* [Direction]: Rewrite all of the material below with "JSON array" replaced by "JSON list" everywhere it occurs, keeping the rest unchanged.

# # #

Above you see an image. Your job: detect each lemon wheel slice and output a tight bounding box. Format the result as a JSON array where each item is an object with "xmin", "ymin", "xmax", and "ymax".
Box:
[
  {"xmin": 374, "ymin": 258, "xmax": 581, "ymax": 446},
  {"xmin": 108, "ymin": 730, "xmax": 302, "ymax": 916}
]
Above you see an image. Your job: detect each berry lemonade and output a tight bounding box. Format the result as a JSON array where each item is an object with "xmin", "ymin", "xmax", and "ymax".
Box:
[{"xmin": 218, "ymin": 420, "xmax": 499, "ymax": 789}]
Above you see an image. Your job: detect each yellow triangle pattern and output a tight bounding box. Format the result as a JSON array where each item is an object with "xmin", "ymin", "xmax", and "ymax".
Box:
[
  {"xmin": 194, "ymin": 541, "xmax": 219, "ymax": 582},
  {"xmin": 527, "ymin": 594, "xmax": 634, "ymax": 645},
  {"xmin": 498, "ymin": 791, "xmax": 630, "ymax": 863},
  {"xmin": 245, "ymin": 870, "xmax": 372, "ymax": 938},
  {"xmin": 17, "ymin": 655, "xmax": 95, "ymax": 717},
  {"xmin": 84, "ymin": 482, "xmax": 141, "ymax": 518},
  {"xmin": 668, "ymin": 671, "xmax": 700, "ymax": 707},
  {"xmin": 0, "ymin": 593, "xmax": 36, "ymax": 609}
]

# # #

* [Solution to the problem]:
Above you see an image. Your job: detect each lemon wheel slice and output a tight bounding box. Format the result as a JSON list where each item is an object with "xmin", "ymin", "xmax", and "ymax".
Box:
[
  {"xmin": 374, "ymin": 258, "xmax": 581, "ymax": 446},
  {"xmin": 108, "ymin": 730, "xmax": 302, "ymax": 916}
]
Above you see an image. Your job: detect each berry lemonade and output a tight bounding box. Format the result as a JSON list where each item is an object with "xmin", "ymin", "xmax", and "ymax".
Box:
[{"xmin": 218, "ymin": 420, "xmax": 499, "ymax": 789}]
Above you see an image. Your job: detect each yellow triangle pattern and output a tight bounding box. Format the result as a JSON list where each item is an object with "xmin", "ymin", "xmax", and "ymax".
Box:
[
  {"xmin": 194, "ymin": 541, "xmax": 219, "ymax": 582},
  {"xmin": 527, "ymin": 594, "xmax": 634, "ymax": 645},
  {"xmin": 498, "ymin": 791, "xmax": 630, "ymax": 863},
  {"xmin": 245, "ymin": 870, "xmax": 372, "ymax": 938},
  {"xmin": 17, "ymin": 655, "xmax": 95, "ymax": 717},
  {"xmin": 84, "ymin": 482, "xmax": 141, "ymax": 518},
  {"xmin": 668, "ymin": 671, "xmax": 700, "ymax": 707},
  {"xmin": 0, "ymin": 593, "xmax": 36, "ymax": 609}
]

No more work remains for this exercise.